**DESCRIPTION OF THE TASK**: Write the data out again exactly, with no pictures.

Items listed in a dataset
┌────────

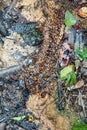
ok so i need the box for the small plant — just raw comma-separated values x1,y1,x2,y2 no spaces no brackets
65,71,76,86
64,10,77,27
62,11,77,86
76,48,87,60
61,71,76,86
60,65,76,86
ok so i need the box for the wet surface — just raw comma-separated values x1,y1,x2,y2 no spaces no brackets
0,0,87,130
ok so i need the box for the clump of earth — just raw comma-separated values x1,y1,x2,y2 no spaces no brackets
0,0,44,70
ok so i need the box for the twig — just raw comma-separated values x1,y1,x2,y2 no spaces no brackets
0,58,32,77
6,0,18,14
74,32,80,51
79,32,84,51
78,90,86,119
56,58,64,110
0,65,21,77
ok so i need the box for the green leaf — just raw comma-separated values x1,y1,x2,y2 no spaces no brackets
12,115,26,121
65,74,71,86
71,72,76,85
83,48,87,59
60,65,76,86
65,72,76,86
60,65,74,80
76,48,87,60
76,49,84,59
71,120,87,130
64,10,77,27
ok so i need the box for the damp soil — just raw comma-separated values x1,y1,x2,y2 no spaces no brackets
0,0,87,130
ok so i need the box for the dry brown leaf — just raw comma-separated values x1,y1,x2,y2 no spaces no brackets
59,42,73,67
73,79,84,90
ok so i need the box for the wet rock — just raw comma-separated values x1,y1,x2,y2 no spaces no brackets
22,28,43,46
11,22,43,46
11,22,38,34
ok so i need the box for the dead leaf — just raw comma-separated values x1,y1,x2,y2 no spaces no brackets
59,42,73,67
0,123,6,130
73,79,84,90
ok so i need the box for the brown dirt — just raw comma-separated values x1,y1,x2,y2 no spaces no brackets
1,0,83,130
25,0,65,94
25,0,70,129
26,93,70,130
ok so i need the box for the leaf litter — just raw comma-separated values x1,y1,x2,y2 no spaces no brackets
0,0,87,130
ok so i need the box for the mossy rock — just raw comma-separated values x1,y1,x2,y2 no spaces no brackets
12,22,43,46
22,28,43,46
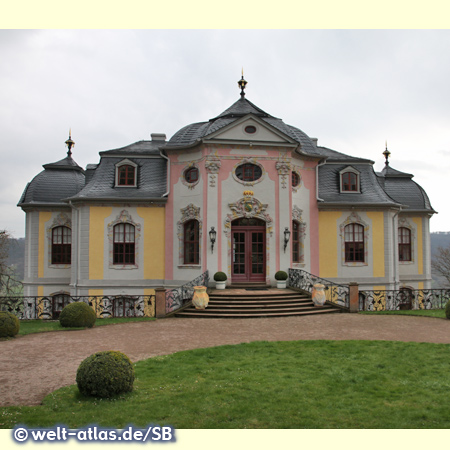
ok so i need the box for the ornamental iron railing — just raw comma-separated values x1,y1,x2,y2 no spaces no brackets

└────────

**EXPECTED ANSWER**:
ok so i need the box for the small plant — just raw comma-separated values x1,y1,x2,y2 no spaces no brackets
65,71,76,86
64,10,77,27
62,11,77,86
76,48,87,60
61,71,76,86
60,65,76,86
ok so i need the box for the wet surface — just raw comma-separated values x1,y1,x2,y2 no spaces no brackets
0,0,87,130
ok so i need the box for the clump of earth — just raw comma-separated values x1,y1,x2,y2 no spaces no brackets
0,0,44,70
ok so i need the box for the twig — just raw comma-separated values x1,y1,x2,y2 no spaces no brackets
0,58,32,77
6,0,18,14
74,32,80,51
79,32,84,51
78,90,86,119
56,58,64,110
0,65,21,77
ok so i need the box for the green leaf — just raw comma-separated values x1,y1,x2,y2 no spaces no brackets
12,115,26,121
65,74,71,86
71,72,76,85
83,48,87,59
60,65,76,86
65,72,76,86
60,65,74,80
76,48,87,60
76,49,84,59
71,120,87,130
64,10,77,27
ok so i need the box for the damp soil — just raw comma-separated values x1,y1,x2,y2 no spaces no brackets
0,0,87,130
ok so i need the box for the dry brown leaf — just raw comma-separated values x1,y1,x2,y2 no spaces no brackets
59,42,73,67
73,79,84,90
ok so i need the box for the wet rock — just raw comma-separated values x1,y1,x2,y2 no spaces no brackets
22,28,43,46
11,22,43,46
11,22,38,34
ok so i need the box for the dead leaf — just raw comma-separated values x1,y1,x2,y2 no spaces no brackets
59,42,73,67
0,123,6,130
73,79,84,90
ok so i need the box for the brown dirt — just raw comma-separated values x1,y1,x2,y2 no spaces no brackets
1,0,83,130
25,0,65,94
25,0,70,129
26,93,70,130
ok so i need the box for the leaf litter — just raw comma-separated values x1,y1,x2,y2 no spaces no brackets
0,0,87,130
ok so i need the box for the mossy rock — just raw comma-separated values x1,y1,x2,y2 no spaces no brackets
12,22,43,46
22,28,43,46
ok so i need the box for the ornamental iron railing — just raw comma-separated values x1,y1,x2,y2 no spaces no brackets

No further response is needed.